**Working data:**
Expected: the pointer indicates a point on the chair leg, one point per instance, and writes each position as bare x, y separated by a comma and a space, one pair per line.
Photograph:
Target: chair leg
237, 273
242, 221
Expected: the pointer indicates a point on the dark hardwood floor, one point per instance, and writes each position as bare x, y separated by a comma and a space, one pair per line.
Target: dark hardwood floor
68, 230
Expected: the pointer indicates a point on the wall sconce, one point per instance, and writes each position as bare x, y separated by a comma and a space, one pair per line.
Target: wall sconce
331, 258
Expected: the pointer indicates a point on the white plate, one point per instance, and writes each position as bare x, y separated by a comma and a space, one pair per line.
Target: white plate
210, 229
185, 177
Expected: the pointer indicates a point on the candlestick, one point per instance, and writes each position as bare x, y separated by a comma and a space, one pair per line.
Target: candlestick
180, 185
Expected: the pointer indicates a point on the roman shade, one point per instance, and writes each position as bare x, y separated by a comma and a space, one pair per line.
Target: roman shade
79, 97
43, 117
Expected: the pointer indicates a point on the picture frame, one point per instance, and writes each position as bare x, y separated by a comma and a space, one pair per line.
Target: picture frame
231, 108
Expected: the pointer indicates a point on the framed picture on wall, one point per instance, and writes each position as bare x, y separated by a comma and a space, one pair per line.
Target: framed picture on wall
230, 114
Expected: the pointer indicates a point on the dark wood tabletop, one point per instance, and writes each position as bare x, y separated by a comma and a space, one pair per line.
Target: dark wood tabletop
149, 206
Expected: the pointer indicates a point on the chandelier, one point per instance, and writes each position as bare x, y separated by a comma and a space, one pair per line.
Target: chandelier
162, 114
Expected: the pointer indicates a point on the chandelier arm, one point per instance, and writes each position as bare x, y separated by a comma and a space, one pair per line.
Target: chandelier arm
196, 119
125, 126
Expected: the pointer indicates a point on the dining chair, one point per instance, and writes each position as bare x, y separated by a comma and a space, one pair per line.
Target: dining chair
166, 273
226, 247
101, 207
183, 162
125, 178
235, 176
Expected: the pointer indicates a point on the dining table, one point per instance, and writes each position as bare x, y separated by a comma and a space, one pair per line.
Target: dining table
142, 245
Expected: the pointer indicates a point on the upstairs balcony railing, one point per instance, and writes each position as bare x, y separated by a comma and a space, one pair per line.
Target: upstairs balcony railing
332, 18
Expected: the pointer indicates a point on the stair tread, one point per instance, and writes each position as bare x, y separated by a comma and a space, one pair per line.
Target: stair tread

**Task statement:** Copy out everything from the line containing "Expected: the pointer indicates a point on the dark wood" down to the end of the records, requests included, adding 38 to every x and y coordinate in the answers.

**Complete output:**
Expected: the pointer indicates a point on the dark wood tabletop, one point per instance, and writes each position as bare x, y separated by a comma and a space, one pair per line.
Target: dark wood tabletop
187, 244
Expected: the pointer indicates a point on the chandelier, one point per instance, and writes each position as bare x, y separated by a comma and a space, one pair per line.
Target: chandelier
200, 152
Expected: the pointer indicates a point on the chandelier arm, one point per instance, and writes each position as bare x, y separated by a comma and a space, one pair per line.
Target: chandelier arm
234, 157
163, 164
Expected: the pointer indicates a point on the dining chair, one point per instance, and writes each position as bare x, y separated by a comma and a space, one pair per line.
Target: dining chair
204, 311
264, 285
139, 245
221, 200
163, 216
273, 214
Expected: the pointer indicates a point on the dining table, one point per instance, and writes each position as bare x, y separated by a comma and a space, one pair per line.
Target: dining table
180, 283
Expected: the pointer indicates a point on the upstairs balcony railing, one point per instance, and writes each position as bare x, y separated by a comma and a space, one pair per line.
Target: upstairs balcony railing
370, 56
Expected: the pointer indicates a point on the stair tread, one point per instance, and writes each position as bare x, y separated by a comma and a space, one pair per line.
Target: stair tread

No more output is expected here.